DOCUMENT TEXT:
■ ■ ■ ■ ■
People v. Frederick

People v Frederick (2020 NY Slip Op 04964)
People v Frederick
2020 NY Slip Op 04964
Decided on September 16, 2020
Appellate Division, Second Department
Published by New York State Law Reporting Bureau pursuant to Judiciary Law § 431.
This opinion is uncorrected and subject to revision before publication in the Official Reports.


Decided on September 16, 2020 SUPREME COURT OF THE STATE OF NEW YORK Appellate Division, Second Judicial Department
REINALDO E. RIVERA, J.P.
CHERYL E. CHAMBERS
ANGELA G. IANNACCI
PAUL WOOTEN, JJ.

2017-00293
(Ind. No. 1259/15)

[*1]The People of the State of New York, respondent,

v

Jovan Frederick, appellant.




Paul Skip Laisure, New York, NY (De Nice Powell of counsel), for appellant.

Eric Gonzalez, District Attorney, Brooklyn, NY (Leonard Joblove and Thomas M. Ross of counsel), for respondent.



DECISION & ORDER

Appeal by the defendant from a judgment of the Supreme Court, Kings County (Raymond Guzman, J.), rendered November 30, 2016, convicting him of attempted murder in the second degree, robbery in the first degree, attempted robbery in the first degree, assault in the first degree, and criminal possession of a weapon in the second degree (three counts), upon a jury verdict, and imposing sentence. The appeal brings up for review the denial, after a hearing, of those branches of the defendant's omnibus motion which were to suppress physical evidence, his lineup identifications, and his statements to law enforcement officials.

ORDERED that the judgment is affirmed.

Contrary to the defendant's contention, the People established at a suppression hearing that the police had probable cause to arrest him (see generally People v Bigelow, 66 NY2d 417, 423), and we agree with the Supreme Court's determination denying those branches of his omnibus motion which sought to suppress physical evidence, his lineup identifications, and his statements to law enforcement officials as fruits of the poisonous tree.

Further, we agree with the determination of the Supreme Court to deny that branch of the defendant's omnibus motion which was to suppress a firearm seized at his home pursuant to a consent to search. The credible evidence adduced at the pretrial suppression hearing established that, under the totality of the circumstances, the defendant's aunts, who also resided in the home, voluntarily consented to the search (see People v Gonzalez, 222 AD2d 453). Contrary to the defendant's contention, the court did not improvidently exercise its discretion in denying his motion to reopen the suppression hearing. The defendant failed to demonstrate that he discovered additional facts, not discoverable with reasonable diligence before the determination of the motion, that would have affected the court's ultimate determination of his suppression motion (see CPL 710.40[4]; People v Ekwegbalu, 131 AD3d 982, 984).
■ ■ ■ ■ ■
PROVIDED MATERIAL:
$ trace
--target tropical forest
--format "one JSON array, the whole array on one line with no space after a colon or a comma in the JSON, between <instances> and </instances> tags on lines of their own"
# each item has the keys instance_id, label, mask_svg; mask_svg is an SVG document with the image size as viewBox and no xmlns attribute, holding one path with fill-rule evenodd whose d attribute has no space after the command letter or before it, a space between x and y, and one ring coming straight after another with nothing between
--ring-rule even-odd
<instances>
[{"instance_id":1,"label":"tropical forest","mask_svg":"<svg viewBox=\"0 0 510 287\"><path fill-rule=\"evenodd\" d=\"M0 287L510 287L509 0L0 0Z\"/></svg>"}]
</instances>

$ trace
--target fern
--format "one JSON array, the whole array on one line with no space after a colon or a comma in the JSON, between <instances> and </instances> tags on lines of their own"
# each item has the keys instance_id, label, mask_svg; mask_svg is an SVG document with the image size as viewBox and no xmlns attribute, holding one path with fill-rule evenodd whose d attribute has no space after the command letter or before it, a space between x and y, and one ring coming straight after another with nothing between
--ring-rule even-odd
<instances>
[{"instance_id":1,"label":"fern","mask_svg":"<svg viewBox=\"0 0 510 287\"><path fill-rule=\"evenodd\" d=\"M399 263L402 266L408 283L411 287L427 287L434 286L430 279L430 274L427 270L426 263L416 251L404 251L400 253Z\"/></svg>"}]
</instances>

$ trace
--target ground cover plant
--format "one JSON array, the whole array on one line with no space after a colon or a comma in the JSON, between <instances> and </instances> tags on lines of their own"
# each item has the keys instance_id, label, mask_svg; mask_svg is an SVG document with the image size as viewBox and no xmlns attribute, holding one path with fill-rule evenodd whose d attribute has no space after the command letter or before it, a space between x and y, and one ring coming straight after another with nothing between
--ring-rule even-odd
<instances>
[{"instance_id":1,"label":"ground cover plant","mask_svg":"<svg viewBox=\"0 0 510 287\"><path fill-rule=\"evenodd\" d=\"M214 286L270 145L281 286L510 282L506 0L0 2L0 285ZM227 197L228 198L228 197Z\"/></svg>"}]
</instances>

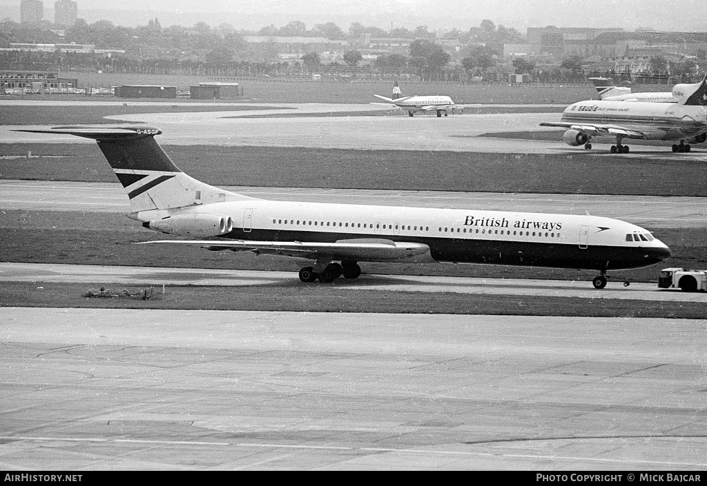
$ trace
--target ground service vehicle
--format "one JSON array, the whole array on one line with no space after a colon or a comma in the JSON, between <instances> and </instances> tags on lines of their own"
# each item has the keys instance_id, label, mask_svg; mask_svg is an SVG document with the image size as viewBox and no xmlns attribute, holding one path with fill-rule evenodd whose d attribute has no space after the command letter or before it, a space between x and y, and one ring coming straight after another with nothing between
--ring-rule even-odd
<instances>
[{"instance_id":1,"label":"ground service vehicle","mask_svg":"<svg viewBox=\"0 0 707 486\"><path fill-rule=\"evenodd\" d=\"M707 290L707 270L663 268L658 278L659 288L679 288L684 292Z\"/></svg>"}]
</instances>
■ ■ ■ ■ ■
According to the People v. Frederick decision, who consented to the search of the defendant's home in which the firearm was seized? Base the answer solely on the text, not on the data.

The defendant's aunts, who also resided in the home, voluntarily consented to the search.